**Exercise**
Given the material below, return only the lines starting at the line with "Query: tree line" and ending at the line with "Query: barbed wire fence", exactly as they appear.

**Source data**

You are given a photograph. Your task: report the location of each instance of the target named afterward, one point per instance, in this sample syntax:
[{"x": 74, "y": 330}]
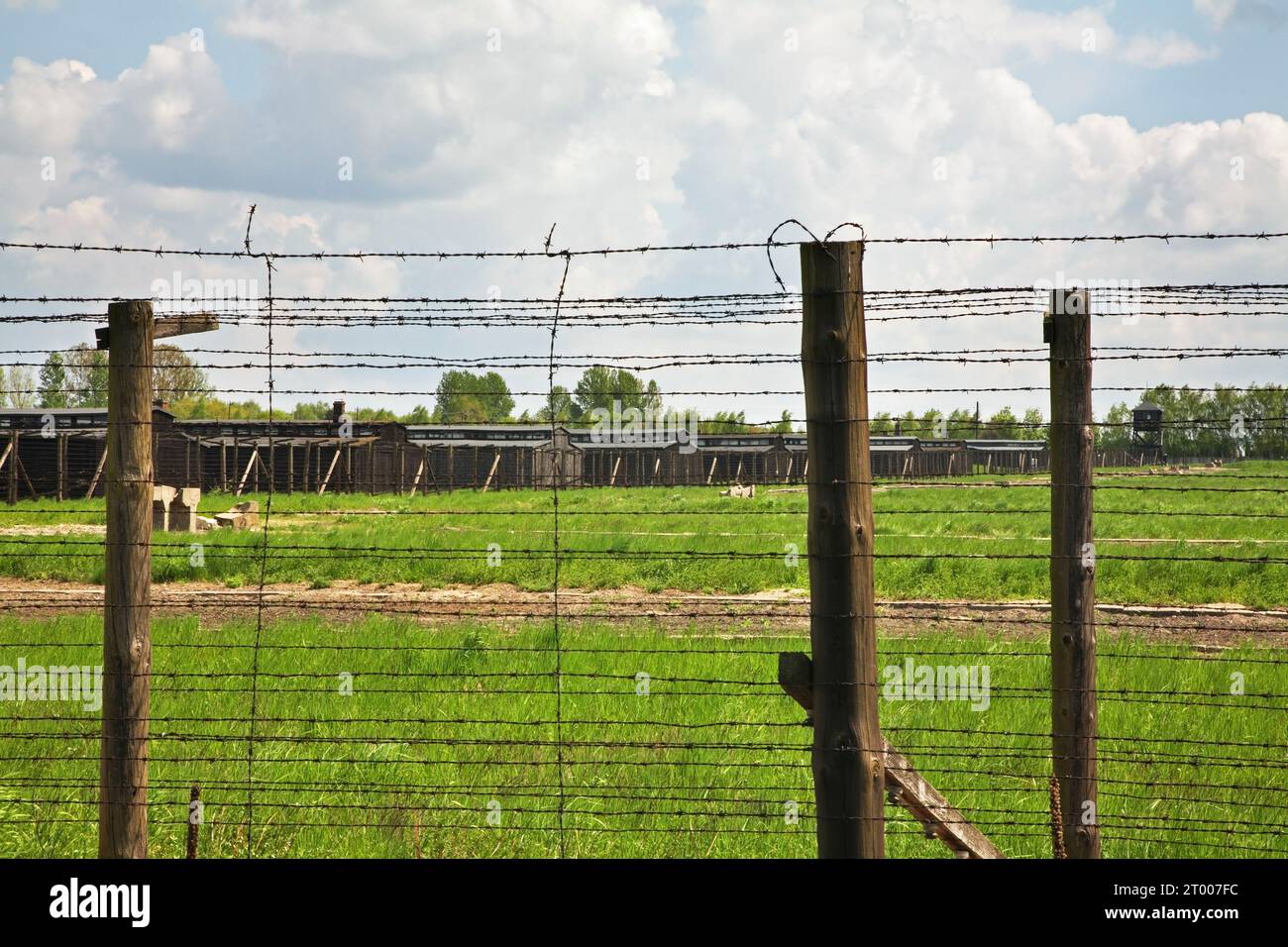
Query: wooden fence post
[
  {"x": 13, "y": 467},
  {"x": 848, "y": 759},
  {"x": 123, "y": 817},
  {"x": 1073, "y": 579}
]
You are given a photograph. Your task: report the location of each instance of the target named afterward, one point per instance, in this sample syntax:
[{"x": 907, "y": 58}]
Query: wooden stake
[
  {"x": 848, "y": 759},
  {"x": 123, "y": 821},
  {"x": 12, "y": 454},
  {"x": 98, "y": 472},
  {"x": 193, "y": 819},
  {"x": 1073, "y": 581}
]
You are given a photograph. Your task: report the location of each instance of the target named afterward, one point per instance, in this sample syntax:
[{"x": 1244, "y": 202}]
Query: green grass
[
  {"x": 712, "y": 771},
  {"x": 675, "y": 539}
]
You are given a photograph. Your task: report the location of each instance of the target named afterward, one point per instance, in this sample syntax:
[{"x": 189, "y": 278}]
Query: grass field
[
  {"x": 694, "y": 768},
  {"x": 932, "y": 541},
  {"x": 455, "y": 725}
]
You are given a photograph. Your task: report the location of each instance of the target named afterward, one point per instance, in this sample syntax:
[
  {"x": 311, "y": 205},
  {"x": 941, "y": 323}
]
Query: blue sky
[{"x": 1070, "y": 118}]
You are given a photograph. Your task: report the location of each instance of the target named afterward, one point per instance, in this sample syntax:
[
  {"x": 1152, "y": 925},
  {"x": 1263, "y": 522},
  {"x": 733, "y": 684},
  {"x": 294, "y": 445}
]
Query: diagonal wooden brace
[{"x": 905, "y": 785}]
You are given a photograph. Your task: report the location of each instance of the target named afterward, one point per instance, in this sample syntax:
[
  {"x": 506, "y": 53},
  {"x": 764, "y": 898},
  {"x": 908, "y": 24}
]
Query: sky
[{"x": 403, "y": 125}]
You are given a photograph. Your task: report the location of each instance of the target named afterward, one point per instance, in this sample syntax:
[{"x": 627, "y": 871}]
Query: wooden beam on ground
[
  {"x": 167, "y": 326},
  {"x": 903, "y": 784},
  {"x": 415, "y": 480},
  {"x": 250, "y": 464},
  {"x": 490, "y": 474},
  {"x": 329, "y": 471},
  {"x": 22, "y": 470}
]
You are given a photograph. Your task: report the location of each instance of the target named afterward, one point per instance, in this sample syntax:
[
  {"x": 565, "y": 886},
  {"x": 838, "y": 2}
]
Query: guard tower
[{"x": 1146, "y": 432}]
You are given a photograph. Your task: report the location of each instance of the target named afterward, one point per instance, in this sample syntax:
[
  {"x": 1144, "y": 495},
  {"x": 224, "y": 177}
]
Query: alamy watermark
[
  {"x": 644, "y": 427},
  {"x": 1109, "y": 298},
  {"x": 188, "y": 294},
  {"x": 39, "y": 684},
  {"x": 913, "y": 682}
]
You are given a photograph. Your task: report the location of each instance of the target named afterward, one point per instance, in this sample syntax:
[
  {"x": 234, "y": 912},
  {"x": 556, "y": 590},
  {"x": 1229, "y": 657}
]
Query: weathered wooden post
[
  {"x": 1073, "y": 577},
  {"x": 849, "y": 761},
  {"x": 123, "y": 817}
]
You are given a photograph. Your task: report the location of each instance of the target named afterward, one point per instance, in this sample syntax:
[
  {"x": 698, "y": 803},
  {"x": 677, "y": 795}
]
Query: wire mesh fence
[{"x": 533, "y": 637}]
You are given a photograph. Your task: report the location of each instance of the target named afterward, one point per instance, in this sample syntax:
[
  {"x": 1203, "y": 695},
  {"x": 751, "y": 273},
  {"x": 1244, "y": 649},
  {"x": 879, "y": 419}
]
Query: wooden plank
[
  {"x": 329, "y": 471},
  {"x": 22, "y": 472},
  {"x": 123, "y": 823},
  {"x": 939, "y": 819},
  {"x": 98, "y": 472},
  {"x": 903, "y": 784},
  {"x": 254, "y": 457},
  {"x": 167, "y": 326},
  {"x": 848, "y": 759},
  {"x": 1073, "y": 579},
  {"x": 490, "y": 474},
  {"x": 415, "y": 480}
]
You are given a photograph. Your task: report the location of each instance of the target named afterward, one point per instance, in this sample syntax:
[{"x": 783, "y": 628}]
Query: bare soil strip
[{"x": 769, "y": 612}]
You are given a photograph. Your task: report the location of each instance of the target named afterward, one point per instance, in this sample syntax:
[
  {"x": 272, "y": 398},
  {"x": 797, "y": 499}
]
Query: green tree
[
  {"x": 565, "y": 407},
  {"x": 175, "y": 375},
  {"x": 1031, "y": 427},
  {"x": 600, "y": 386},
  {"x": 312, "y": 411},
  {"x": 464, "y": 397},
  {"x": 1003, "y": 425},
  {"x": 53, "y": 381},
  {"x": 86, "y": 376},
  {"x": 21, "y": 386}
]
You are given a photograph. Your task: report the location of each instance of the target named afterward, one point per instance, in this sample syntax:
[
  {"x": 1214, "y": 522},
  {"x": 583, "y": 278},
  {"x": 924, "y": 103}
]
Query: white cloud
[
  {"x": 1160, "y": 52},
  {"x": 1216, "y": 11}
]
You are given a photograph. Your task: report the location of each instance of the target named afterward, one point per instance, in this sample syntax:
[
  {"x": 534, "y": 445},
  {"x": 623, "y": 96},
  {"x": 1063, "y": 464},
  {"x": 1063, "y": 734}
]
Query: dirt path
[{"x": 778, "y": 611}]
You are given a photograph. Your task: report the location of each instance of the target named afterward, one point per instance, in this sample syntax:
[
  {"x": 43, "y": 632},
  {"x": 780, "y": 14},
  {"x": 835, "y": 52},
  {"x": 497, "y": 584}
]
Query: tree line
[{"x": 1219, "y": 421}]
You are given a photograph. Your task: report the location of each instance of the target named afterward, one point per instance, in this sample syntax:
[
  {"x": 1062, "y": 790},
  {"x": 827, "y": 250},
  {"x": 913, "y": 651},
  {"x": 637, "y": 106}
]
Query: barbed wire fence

---

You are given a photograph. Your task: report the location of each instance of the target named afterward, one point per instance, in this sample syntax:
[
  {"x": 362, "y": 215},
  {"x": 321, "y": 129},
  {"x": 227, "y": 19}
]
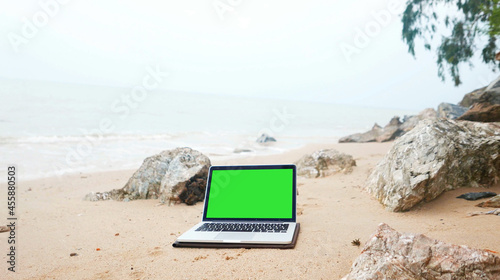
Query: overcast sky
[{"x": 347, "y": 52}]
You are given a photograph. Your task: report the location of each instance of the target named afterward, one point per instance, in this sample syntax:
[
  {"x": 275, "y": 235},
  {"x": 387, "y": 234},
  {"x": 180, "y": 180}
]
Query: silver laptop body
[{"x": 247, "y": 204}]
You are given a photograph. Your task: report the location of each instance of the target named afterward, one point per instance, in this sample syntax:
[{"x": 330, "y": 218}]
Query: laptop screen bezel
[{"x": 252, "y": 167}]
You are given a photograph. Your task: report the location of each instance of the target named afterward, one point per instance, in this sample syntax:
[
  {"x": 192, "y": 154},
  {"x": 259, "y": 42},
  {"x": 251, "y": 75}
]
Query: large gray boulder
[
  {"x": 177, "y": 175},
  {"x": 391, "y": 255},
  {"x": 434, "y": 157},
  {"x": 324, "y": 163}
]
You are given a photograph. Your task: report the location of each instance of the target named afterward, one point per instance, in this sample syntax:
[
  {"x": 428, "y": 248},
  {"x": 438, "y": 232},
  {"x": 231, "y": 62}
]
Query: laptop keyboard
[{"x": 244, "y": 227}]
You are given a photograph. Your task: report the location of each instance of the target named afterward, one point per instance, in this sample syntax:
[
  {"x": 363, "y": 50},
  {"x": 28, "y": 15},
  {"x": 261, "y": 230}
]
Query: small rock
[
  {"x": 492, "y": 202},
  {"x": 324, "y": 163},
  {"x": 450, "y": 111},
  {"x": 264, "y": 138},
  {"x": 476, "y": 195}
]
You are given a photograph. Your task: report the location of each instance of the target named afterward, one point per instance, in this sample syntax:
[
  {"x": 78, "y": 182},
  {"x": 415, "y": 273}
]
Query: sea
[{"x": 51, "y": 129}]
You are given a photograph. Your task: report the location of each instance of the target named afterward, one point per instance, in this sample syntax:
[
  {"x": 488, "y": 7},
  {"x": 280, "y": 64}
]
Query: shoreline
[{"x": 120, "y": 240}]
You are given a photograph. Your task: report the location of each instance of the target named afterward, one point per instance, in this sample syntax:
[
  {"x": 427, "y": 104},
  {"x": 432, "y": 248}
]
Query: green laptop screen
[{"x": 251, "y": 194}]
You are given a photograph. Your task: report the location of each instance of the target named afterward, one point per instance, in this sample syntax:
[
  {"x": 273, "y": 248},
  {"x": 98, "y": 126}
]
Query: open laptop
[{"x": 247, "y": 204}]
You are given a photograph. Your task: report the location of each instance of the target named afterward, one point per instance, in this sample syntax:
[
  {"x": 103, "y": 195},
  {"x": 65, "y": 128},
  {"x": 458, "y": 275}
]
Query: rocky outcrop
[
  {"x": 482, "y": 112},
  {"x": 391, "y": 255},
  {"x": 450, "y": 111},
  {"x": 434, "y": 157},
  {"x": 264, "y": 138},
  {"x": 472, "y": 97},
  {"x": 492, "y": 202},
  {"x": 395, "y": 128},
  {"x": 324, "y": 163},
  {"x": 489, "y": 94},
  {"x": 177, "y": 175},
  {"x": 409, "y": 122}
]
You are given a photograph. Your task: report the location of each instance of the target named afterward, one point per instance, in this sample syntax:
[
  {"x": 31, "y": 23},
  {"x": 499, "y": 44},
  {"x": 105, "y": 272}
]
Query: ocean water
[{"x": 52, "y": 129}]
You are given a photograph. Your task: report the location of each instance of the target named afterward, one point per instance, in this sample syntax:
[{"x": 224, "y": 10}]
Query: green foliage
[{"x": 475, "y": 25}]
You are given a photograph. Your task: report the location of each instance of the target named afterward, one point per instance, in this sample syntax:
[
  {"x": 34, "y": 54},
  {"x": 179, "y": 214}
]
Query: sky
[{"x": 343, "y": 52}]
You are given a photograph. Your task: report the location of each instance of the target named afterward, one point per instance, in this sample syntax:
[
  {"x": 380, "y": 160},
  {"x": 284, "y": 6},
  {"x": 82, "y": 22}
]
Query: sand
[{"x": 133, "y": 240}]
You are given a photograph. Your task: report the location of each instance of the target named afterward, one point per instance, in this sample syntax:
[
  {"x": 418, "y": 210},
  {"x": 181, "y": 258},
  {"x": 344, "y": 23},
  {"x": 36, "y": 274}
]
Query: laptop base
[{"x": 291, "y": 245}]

**Your response**
Query: tree line
[{"x": 1219, "y": 421}]
You are given a photograph. Your task: report the location of each instance of the target named afterward, one point per instance, in this sample syntax:
[
  {"x": 1062, "y": 790},
  {"x": 827, "y": 250},
  {"x": 913, "y": 651},
  {"x": 637, "y": 106}
]
Query: barbed wire fence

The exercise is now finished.